## Extrait du texte

=-=-=-=-=

Le reste de la visite nous mènera au-dessus d’un cimetière d’enfants, dans des lieux imprégnés d’histoires de dame blanche, de fantômes, de bêtes sauvages ou encore de poltergeists. Mais ne caressez pas l’espoir que je vous dévoile les petits secrets de cette visite. On n’intègre pas la congrégation de ceux qui ont pris contact avec le surnaturel des terres caennaises aussi facilement. Pour vous convertir, il vous faudra prendre cette même route tout aussi effrayante qu‘initiatique.
Univers alternatif : Un colocataire fantôme
Dans un univers alternatif, j’aurais aussi visiter Caen. Une des haltes de notre balade aurait très bien pu se faire devant ma propre demeure. En effet, au fil des ruelles et des anecdotes glaçantes sur des meurtres et des histoires angoissantes s’étant déroulés dans les rues et immeubles de Caen, je me serais retrouvé face à une terrible histoire…et surtout face à MA maison… Empli d’appréhension, je me serais toutefois résigné à écouter le récit de notre guide.

=-=-=-=-=

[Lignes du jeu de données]

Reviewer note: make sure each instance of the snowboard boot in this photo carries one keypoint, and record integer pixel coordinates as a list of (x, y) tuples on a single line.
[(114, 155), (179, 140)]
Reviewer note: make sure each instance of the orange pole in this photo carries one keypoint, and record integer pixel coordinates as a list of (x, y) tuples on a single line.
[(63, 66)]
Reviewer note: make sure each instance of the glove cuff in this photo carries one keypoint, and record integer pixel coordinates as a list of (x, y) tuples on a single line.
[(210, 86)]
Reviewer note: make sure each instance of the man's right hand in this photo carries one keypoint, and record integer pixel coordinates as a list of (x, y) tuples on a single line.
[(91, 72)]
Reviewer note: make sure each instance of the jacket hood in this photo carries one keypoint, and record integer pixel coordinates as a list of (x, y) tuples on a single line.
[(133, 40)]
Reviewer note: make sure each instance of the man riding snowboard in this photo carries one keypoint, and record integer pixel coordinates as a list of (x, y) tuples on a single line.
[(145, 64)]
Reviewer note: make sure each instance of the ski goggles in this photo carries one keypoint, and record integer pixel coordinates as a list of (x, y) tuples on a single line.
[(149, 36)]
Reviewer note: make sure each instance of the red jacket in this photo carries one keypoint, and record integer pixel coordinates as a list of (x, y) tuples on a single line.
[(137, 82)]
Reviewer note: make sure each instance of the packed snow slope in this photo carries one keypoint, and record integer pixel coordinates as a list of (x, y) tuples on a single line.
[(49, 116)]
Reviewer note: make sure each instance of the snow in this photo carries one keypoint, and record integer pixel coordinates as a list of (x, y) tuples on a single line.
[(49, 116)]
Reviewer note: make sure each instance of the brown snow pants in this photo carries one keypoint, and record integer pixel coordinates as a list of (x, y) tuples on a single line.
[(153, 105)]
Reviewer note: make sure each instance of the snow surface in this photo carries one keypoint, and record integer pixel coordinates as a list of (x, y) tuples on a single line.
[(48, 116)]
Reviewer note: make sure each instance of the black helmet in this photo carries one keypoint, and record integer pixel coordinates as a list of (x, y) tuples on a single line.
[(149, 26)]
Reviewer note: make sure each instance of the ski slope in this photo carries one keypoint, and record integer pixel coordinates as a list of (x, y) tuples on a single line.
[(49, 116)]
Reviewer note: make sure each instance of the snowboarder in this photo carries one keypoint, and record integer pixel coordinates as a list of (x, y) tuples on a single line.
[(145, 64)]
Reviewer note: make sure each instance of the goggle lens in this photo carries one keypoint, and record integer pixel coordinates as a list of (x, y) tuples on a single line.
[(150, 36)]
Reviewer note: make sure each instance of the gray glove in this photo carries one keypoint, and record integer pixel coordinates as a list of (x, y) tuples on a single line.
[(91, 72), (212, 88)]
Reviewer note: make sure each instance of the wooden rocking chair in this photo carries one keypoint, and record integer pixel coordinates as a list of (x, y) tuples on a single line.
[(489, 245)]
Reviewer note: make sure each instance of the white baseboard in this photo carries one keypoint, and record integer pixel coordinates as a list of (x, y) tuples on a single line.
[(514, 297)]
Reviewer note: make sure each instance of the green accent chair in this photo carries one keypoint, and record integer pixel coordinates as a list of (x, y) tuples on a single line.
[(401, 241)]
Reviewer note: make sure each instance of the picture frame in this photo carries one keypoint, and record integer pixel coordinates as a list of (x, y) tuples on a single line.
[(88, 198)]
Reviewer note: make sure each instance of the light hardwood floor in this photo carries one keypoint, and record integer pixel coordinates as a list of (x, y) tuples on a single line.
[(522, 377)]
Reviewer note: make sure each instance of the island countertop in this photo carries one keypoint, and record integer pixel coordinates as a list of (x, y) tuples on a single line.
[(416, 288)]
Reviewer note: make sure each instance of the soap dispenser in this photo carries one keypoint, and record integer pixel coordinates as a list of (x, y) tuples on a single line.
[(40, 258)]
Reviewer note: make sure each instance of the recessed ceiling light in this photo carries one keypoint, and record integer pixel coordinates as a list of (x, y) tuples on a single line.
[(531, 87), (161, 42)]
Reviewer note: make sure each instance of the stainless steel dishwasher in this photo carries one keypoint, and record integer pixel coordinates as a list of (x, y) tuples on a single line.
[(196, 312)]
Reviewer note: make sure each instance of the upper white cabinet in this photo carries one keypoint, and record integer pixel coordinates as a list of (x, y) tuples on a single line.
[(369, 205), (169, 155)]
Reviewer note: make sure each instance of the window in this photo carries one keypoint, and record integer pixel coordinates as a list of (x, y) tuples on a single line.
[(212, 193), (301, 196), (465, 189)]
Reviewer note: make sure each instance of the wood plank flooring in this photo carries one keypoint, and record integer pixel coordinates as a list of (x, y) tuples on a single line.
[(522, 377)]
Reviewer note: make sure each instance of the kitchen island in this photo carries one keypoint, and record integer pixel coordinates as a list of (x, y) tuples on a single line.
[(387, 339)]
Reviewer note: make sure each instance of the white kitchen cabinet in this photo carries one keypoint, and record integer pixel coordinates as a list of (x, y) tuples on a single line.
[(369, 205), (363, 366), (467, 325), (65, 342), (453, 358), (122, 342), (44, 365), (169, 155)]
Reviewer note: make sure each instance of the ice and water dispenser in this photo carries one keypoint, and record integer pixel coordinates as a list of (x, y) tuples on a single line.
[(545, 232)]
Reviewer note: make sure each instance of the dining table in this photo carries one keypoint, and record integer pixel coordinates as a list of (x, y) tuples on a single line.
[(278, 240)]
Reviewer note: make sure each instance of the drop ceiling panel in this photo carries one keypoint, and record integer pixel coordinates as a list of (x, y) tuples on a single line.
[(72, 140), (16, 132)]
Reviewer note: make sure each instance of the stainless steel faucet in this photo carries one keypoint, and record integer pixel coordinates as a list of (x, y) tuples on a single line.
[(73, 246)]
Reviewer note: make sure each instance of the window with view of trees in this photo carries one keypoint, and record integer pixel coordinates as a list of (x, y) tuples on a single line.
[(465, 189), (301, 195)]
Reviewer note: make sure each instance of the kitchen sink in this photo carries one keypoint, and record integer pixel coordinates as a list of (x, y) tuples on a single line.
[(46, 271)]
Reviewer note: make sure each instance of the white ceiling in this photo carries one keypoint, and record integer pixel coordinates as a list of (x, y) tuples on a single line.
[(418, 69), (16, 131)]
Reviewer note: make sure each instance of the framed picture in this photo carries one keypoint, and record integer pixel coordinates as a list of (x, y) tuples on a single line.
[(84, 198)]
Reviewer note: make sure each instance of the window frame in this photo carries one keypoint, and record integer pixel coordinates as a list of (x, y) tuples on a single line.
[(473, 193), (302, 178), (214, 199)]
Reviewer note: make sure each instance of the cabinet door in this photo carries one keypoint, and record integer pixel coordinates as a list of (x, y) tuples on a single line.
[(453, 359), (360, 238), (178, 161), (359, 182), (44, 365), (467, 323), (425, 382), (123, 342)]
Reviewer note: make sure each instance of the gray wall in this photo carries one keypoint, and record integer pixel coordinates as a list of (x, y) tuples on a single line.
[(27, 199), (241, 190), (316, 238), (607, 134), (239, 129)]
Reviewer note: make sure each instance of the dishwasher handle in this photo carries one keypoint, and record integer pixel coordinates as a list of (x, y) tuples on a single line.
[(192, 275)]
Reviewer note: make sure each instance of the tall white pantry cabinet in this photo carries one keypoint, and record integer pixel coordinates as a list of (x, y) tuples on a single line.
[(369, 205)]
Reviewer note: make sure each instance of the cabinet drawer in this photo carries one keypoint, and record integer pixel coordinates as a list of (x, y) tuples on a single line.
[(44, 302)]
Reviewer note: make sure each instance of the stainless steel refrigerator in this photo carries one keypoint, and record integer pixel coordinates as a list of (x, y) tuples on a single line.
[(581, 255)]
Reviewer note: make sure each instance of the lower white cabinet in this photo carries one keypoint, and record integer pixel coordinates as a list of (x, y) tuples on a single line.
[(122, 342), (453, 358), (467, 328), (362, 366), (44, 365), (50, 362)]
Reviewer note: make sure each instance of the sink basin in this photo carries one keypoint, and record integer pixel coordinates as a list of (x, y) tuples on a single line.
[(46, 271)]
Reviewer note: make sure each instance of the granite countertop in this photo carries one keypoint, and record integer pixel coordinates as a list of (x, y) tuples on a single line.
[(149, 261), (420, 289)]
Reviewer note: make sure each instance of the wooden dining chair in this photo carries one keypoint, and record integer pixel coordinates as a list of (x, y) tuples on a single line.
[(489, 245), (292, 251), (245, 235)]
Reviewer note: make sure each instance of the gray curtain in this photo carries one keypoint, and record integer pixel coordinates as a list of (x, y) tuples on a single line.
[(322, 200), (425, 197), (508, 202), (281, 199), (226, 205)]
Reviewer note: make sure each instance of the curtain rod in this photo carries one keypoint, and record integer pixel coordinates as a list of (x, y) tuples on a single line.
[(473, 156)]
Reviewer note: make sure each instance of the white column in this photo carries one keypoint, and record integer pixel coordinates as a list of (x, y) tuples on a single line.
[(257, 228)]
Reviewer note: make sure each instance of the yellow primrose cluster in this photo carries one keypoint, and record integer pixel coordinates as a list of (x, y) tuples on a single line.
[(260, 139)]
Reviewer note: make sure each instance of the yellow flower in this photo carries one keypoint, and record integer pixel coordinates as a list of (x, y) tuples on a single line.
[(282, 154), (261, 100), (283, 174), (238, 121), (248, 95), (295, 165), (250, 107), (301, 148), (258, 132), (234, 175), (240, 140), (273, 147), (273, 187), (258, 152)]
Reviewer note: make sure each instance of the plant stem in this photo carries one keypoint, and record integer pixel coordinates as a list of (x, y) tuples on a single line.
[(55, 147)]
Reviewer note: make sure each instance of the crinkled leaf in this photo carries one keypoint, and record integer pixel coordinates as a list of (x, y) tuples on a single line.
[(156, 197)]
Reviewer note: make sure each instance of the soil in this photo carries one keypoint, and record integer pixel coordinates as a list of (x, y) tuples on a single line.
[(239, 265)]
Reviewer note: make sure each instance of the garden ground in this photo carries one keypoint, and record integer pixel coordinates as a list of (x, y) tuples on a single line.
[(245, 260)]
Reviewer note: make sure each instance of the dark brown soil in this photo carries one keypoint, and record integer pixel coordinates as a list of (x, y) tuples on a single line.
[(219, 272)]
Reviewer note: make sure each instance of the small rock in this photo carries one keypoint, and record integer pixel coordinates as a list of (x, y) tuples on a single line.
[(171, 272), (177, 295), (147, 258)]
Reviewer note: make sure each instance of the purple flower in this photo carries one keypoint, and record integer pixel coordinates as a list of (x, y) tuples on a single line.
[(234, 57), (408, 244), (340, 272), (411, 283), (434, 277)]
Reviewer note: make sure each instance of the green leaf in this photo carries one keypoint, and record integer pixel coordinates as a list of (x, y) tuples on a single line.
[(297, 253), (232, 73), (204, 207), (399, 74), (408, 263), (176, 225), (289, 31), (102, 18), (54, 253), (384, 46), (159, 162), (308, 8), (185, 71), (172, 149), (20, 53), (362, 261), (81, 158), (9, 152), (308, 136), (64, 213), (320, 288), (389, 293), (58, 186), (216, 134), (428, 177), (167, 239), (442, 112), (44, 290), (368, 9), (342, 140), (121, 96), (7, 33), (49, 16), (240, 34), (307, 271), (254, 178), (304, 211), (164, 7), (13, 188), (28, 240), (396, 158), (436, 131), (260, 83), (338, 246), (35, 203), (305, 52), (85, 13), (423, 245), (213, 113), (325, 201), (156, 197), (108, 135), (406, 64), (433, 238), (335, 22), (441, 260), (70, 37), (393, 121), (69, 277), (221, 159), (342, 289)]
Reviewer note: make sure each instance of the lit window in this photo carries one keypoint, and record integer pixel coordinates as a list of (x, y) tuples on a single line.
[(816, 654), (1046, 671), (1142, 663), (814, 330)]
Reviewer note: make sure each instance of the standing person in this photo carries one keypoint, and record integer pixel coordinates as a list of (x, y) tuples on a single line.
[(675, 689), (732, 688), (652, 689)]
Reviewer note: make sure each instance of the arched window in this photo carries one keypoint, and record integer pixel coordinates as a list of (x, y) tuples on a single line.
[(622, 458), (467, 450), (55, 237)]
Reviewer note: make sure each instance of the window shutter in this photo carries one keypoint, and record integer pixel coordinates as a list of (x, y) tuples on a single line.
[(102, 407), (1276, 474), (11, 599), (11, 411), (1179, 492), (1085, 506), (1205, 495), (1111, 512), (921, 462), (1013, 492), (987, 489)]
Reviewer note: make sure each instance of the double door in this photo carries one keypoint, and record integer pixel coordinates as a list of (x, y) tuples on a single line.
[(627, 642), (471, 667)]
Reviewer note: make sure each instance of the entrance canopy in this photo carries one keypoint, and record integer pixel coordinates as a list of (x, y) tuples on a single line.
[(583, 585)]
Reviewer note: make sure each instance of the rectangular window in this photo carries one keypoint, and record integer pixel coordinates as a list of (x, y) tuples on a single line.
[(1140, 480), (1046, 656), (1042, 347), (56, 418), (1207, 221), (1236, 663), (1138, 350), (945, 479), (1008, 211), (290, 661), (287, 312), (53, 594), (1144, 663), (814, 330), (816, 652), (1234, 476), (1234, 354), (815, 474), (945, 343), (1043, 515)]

=-=-=-=-=

## Consigne
Recopiez mot pour mot l'intégralité de l'extrait sur Caen. Les lignes constituent un matériau distinct de l'extrait sur Caen.

## Réponse attendue
Le reste de la visite nous mènera au-dessus d’un cimetière d’enfants, dans des lieux imprégnés d’histoires de dame blanche, de fantômes, de bêtes sauvages ou encore de poltergeists. Mais ne caressez pas l’espoir que je vous dévoile les petits secrets de cette visite. On n’intègre pas la congrégation de ceux qui ont pris contact avec le surnaturel des terres caennaises aussi facilement. Pour vous convertir, il vous faudra prendre cette même route tout aussi effrayante qu‘initiatique.
Univers alternatif : Un colocataire fantôme
Dans un univers alternatif, j’aurais aussi visiter Caen. Une des haltes de notre balade aurait très bien pu se faire devant ma propre demeure. En effet, au fil des ruelles et des anecdotes glaçantes sur des meurtres et des histoires angoissantes s’étant déroulés dans les rues et immeubles de Caen, je me serais retrouvé face à une terrible histoire…et surtout face à MA maison… Empli d’appréhension, je me serais toutefois résigné à écouter le récit de notre guide.